▶ **Exercise**
Identify each line in the records below that contains the word "instance", and copy every such line in full. Case counts.

## Begin

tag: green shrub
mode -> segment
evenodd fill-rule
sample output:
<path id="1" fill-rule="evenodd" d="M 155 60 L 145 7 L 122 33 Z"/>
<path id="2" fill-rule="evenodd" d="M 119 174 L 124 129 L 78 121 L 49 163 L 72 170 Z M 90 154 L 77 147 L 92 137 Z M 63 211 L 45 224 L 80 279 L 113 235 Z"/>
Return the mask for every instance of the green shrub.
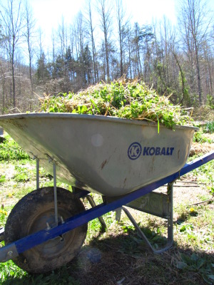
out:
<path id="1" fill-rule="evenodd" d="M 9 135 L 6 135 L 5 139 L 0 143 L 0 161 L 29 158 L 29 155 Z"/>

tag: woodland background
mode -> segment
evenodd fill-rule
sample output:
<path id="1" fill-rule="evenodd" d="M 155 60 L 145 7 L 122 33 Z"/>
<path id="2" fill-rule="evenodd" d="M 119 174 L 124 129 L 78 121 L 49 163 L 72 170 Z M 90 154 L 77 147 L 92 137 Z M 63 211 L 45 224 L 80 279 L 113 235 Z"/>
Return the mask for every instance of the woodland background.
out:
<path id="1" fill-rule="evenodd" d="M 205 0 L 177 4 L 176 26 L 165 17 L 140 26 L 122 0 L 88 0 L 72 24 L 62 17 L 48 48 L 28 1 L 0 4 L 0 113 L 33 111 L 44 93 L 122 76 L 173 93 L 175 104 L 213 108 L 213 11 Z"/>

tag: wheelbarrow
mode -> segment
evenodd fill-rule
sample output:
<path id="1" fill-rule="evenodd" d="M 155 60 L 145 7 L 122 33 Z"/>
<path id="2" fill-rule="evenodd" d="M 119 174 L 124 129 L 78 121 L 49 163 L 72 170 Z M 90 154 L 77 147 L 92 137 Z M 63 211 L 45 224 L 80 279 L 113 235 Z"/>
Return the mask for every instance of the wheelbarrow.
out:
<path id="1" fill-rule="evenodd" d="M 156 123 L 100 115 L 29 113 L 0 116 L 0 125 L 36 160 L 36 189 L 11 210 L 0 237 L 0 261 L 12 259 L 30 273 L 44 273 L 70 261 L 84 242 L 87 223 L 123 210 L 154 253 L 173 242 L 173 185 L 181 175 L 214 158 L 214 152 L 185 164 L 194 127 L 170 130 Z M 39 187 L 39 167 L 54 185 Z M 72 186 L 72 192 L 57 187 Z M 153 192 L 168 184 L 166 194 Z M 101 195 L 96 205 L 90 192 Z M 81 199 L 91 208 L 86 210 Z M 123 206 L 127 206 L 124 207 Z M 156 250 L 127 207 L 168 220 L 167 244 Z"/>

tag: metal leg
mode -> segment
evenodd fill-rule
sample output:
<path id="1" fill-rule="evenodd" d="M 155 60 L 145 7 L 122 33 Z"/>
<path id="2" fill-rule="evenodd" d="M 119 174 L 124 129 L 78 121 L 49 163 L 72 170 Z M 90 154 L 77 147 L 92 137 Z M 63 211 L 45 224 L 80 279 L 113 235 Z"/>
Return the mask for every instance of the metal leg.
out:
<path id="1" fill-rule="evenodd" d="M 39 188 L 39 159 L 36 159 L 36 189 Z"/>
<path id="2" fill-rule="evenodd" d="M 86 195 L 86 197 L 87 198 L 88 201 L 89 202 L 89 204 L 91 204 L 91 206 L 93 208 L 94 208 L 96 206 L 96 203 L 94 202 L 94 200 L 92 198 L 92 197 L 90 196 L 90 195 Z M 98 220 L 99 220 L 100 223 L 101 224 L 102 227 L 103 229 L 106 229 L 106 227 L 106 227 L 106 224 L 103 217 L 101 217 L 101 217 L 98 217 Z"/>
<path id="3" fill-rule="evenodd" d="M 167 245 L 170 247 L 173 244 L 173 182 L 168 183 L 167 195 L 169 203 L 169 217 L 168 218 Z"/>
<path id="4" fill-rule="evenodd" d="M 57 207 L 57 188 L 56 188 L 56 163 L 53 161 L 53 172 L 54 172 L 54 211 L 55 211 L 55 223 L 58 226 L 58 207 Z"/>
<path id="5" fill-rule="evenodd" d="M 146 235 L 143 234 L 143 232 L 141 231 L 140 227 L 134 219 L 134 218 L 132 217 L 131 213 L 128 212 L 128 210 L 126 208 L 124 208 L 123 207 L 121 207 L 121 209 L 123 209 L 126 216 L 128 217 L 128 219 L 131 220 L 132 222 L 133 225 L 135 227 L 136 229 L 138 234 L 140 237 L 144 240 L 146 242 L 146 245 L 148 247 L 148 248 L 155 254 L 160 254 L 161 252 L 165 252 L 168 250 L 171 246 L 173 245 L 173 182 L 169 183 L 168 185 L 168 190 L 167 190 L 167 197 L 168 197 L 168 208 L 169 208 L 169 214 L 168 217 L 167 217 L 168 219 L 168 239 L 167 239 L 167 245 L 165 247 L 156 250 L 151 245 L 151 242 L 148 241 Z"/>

## End

▶ **Final result**
Return the mask for every instance of the green shrub.
Return the mask for every instance of the woodland background.
Return the mask for every instance of the wheelbarrow.
Return the mask for every instance of the metal leg.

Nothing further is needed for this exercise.